→ EXCERPT
============

Skip to content

vllm_omni.config.model

logger module-attribute

logger = init_logger(__name__)

OmniModelArchConfigConvertor

Bases: ModelArchConfigConvertorBase

Config convertor for Omni multi-stage models.

Pre-quantized checkpoints (e.g. modelopt FP8) store quantization config in a stage-specific sub-config (e.g. thinker_config.text_config.quantization_config) with correct relative prefixes. The legacy hf_quant_config.json sits at the top level with "thinker."-prefixed names that don't match vllm-omni's module names.

This convertor accepts an optional stage_config_name so that only the relevant stage's quantization config is surfaced.

stage_config_name instance-attribute

stage_config_name = stage_config_name

get_quantization_config

get_quantization_config()

OmniModelConfig

Bases: ModelConfig

Configuration for Omni models, extending the base ModelConfig.

============

→ WHAT THE TASK REQUIRES
In the vllm_omni.config.model reference, what optional argument does the Omni convertor accept so that only the relevant stage's quantization config is surfaced?

→ PROVIDED MATERIAL
============

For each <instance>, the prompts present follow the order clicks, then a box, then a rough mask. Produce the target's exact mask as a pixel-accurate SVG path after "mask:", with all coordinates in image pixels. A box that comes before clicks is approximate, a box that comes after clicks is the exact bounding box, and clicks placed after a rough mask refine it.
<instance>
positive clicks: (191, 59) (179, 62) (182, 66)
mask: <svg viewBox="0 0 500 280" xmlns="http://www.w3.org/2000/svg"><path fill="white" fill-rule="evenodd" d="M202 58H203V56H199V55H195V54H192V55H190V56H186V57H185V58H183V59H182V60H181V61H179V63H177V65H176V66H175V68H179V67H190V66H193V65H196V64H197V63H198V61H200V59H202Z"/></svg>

============

→ PROBLEM SOLUTION
An optional stage_config_name.